The Grijalva River and tributaries around Villahermosa city, Tabasco. Landsat TM image from 28/03/2001.

Tabasco is divided into two physiographical regions: Llanura Costera del Golfo Sur (Coastal plain at the south Gulf) covering almost all the state (94%) with the Sierras de Chiapas and Guatemala (Chiapas and Guatemala mountain chain) covering the remaining 6%. The main characteristics of the coastal plains are a gradual sedimentation area refilled with detritus material and eroded zones with low elevations (less than 60m), the majority related to small subtracted dominated sand and limestone highland rivers. This made the zone a source of important lacustrine, palustrine and litoral deposits linked to extended floodplains, abandon streams and coastal lagoons.

The climate is warm humid subtropical with maritime influence. The mean annual temperature is between 24 to 28oC with a maximum and minimum mean annual temperature of 28-30 oC in May and 21-25 oC in January, respectively. The rainy season is from June to October with a mean annual precipitation in the coast of 1,500 mm with a gradual increment to the intercontinental zones till 5,000 mm. Two rainfall peaks are present, one in June with 220 mm, and the other in September with 348 mm; some authors consider another peak in October with 370 mm. This generates a cloudy atmosphere with a relative humidity around 80 to 86%. These mean annual values are a result of the extensive plains that commonly produce air masses from the sea that bring the major contribution to precipitation (INEGI, 2000).

> **Excerpted records**
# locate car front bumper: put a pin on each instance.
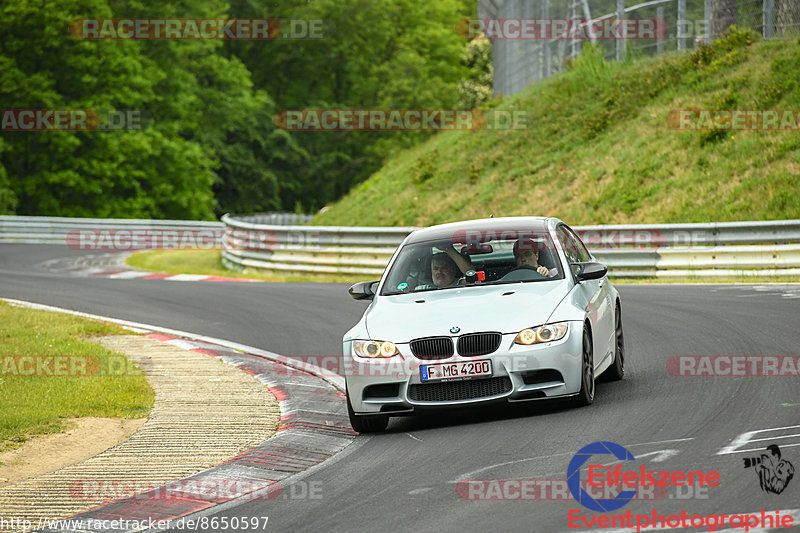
(519, 373)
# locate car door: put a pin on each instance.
(595, 293)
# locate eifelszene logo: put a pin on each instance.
(774, 473)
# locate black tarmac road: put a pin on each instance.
(407, 479)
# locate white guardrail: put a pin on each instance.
(275, 243)
(726, 249)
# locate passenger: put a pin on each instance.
(526, 253)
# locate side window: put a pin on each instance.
(573, 248)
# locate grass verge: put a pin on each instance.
(599, 149)
(61, 385)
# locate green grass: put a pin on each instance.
(34, 405)
(599, 150)
(208, 262)
(706, 279)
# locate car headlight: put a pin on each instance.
(372, 349)
(546, 333)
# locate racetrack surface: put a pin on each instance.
(405, 479)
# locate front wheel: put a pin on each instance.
(366, 423)
(586, 394)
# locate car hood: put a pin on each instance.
(505, 308)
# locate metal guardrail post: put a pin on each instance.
(621, 43)
(682, 25)
(768, 18)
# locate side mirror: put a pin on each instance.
(362, 291)
(589, 270)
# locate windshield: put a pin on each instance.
(444, 264)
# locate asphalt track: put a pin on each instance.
(406, 479)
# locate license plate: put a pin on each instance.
(455, 371)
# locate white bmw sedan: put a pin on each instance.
(500, 309)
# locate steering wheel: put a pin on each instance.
(514, 274)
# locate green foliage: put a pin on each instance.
(600, 149)
(378, 54)
(149, 172)
(208, 144)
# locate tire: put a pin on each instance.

> **Jobs**
1. List every month that the Tabasco text names in words.
2. Extend the text on Tabasco's landscape and climate with one more paragraph that picks up after its last sentence.

> **Outputs in order**
1. May, January, June, October, September

2.
3.2. Protection along the Grijalva River

The economic activity in Tabasco (mainly petroleum and agropecuary industries) expanded a rapid growth of most cities, the most important one being Villahermosa, capital of the state. This city is bordered by the Grijalva River (Carrizal, Mezcalapa and de La Sierra tributaries) and is quite close to the Gulf of Mexico giving at it an important role. Originally, Villahermosa was located in highland rivers surrounded by undisturbed rain forest and water bodies. However, the rapid growth of population changed the physiography of the city by dredging water bodies, modifying the course of the rivers and removing the vegetation from the surface to build urban areas (figure 2) (Oropeza, 2004).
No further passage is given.